**Activity**.
Omitting all images, output the entries that follow exactly as written.
BEGIN
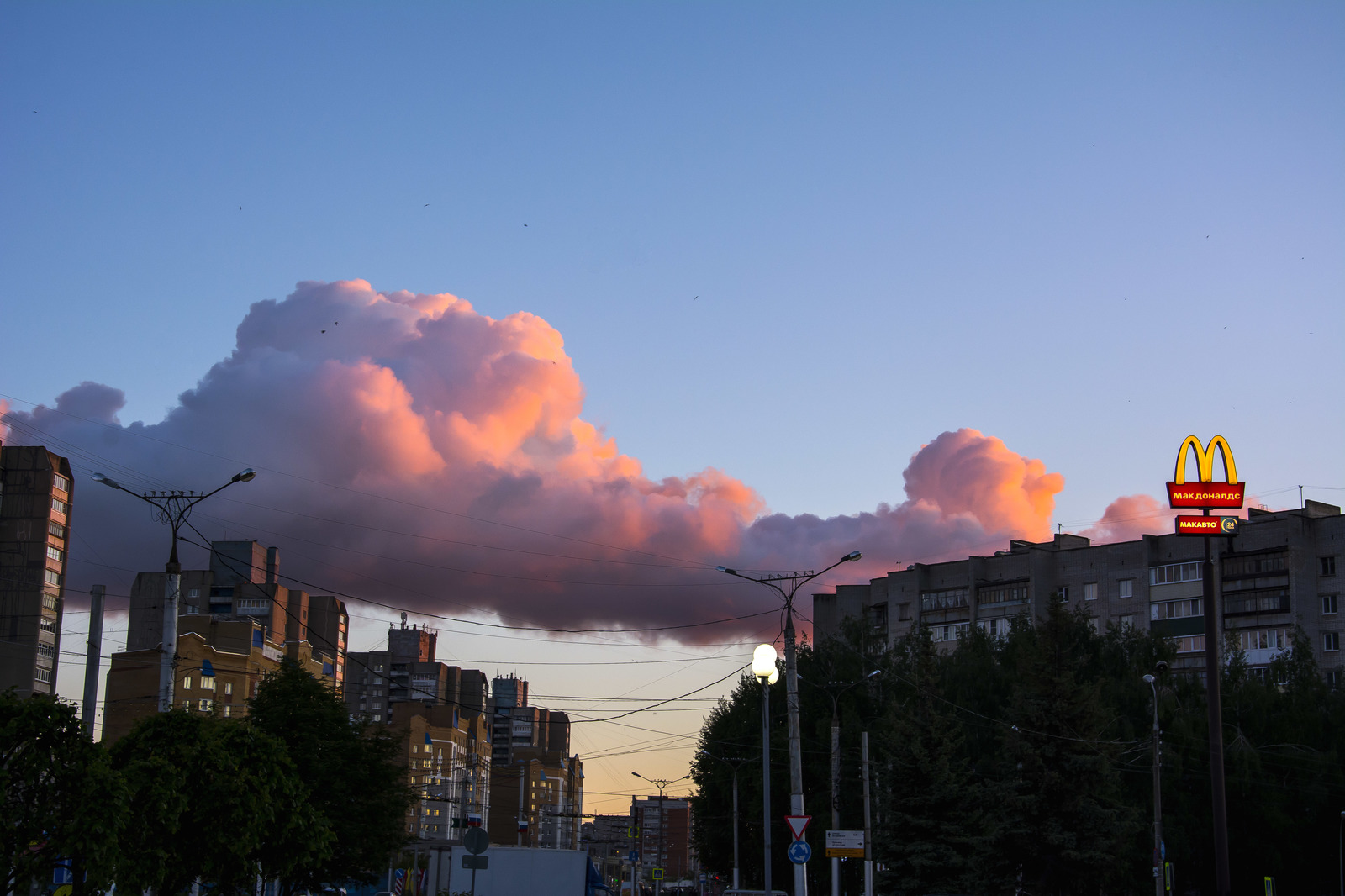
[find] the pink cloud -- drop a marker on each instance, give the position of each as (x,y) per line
(417,452)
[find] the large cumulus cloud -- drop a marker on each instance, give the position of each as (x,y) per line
(414,451)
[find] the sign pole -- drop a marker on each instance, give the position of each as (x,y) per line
(1216,725)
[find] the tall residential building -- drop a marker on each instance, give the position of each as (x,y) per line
(665,835)
(448,763)
(408,673)
(235,623)
(538,786)
(1278,572)
(35,498)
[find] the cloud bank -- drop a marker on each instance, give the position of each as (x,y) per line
(417,452)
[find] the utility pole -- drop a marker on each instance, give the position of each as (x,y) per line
(92,658)
(789,584)
(172,509)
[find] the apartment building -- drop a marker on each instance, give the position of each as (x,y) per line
(1278,572)
(35,506)
(448,762)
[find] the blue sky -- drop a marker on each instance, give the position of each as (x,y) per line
(791,241)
END
**Solved exercise**.
[find] the pink cloud -- drop a marker on each instance, give the position of each as (x,y) per line
(417,452)
[find] the large cumulus cloud -- drop a marker on each instance, give the position of each as (x,y) per line
(414,451)
[find] the sign pole -- drop a marker on each instance, give the position of each as (x,y) per line
(1216,725)
[find] the tall residential building -- drop a marker on each instance, give the position of each as (x,y) per line
(665,835)
(448,763)
(408,673)
(235,623)
(538,786)
(1278,572)
(35,498)
[find] the cloud bank -- drop a marker on each instance, give the position of each as (x,y) per line
(417,452)
[find] the utility pole -- drop a marker on each instance, give the position of each as (x,y) per line
(92,658)
(789,584)
(172,509)
[find] the apartment building -- drop a marker on each instance, give the position of each as (x,y) per line
(1278,572)
(35,506)
(448,762)
[find] the blue sky -- drop a marker on each instance, give the position of each as (x,y) per line
(791,241)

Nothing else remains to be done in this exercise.